**Text block**.

# Big Apple BBQ Block Party-type event in Danville, Kentucky November 5 - wanna come and cook?



## workoutchamp (Jul 25, 2011)

I need some BBQ Brother's help. 

Are you all familiar with Big Apple BBQ  

my Cindy (with one eye) (KCBS joke) and I were at Mike Mills 3 seminars last fall and he was bragging on how great this event is. He takes his whole crew to NYC every year for this and serves an ungodly amount of people (of course, its NYC).

We want to recreate it (smaller obviously, but still huge) here in Danville, KY. *This is not a competition, but a way for us all to get together, hang out, have fun and sell our BBQ. Are you interested in joining us November 5?

No fees - and you are able to sell. We have Health Dept approval = 3 buckets and you're GTG.

•••What would make you come?

*** What could we do or have, to get you to join us in a 1st annual xxxxx BBQ Fest?

We have a TON of talent here in the music sector, blues bands ? no problem. And we have the space and local political support (all friends of mine ? who love BBQ). It helps when there are a bunch of foodies on the counsel and boards of everything. :-)

Again, what would make you interested in coming on down to Danville  for the weekend and Qing with us?

Best, Brad LuckyDogBBQ.com  for some of our latest antics.


----------



## workoutchamp (Jul 25, 2011)

we just got a confirmation from a Q-er in TN, so we got us a start to a party.

Let me know what we can do to get you all here.


----------



## roller (Jul 25, 2011)

Sounds like a good time wish I lived closer...


----------

**Extracted data**.
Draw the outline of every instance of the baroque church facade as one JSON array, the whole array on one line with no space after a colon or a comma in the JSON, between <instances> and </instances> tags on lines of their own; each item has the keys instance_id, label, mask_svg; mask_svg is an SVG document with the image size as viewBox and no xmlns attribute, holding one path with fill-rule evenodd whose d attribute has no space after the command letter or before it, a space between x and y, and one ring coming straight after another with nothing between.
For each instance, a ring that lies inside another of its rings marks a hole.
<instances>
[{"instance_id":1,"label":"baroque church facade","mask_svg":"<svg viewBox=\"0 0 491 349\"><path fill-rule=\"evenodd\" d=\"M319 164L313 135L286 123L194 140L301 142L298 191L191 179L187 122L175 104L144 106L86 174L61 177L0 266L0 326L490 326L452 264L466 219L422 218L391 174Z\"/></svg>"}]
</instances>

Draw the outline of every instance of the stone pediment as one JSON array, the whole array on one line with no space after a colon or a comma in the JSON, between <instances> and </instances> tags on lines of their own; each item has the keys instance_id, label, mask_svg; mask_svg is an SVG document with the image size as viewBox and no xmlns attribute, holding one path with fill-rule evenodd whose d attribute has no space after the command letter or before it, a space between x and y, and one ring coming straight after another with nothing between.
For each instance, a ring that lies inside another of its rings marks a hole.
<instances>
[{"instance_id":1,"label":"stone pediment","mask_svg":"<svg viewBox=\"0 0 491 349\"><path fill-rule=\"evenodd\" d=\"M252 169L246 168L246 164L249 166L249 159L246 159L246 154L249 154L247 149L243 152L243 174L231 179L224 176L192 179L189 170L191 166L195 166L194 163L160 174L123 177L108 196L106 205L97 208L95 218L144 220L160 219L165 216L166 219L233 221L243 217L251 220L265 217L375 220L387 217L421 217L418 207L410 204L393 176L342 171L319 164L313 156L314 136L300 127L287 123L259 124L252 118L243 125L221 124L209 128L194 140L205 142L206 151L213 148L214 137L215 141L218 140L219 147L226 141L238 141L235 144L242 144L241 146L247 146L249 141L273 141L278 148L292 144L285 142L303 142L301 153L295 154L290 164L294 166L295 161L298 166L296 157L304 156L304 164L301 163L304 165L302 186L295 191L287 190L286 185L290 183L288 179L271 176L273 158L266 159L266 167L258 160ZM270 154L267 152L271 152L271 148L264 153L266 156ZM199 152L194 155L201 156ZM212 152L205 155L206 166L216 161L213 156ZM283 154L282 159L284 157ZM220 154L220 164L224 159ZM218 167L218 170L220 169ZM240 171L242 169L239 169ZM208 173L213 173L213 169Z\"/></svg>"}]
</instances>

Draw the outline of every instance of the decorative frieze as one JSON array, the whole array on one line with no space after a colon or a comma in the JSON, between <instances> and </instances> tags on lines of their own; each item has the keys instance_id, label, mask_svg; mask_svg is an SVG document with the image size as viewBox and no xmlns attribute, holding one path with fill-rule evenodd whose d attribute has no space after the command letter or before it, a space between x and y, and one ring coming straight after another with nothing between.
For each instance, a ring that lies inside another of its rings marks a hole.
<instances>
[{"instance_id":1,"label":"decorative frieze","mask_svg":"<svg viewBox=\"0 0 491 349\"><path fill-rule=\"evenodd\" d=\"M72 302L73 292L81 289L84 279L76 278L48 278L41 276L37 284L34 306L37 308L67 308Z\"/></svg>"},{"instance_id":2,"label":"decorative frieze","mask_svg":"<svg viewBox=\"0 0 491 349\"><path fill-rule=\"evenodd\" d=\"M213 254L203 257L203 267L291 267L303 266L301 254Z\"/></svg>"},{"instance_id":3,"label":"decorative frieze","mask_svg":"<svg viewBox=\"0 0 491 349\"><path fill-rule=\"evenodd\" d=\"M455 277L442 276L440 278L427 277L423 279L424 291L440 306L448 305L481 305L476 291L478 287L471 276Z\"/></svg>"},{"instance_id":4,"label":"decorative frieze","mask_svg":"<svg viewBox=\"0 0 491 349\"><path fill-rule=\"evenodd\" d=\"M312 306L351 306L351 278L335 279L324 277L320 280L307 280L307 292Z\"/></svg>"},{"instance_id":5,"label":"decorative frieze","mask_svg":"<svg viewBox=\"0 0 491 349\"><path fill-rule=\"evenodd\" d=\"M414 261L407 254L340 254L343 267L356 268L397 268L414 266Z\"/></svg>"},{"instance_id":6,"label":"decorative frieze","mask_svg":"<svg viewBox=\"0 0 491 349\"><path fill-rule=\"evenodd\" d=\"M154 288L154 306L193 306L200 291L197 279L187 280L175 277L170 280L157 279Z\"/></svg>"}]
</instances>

**The task**. Please turn the paragraph in the BBQ event thread that begins "We want to recreate it" into a short bulleted list that keeps its main facts.

**Complete response**.
- Plan: recreate the event in Danville, KY, on a smaller but still huge scale.
- Not a competition: a chance to get together, hang out, have fun and sell BBQ.
- Invitation: readers are asked whether they want to join on November 5.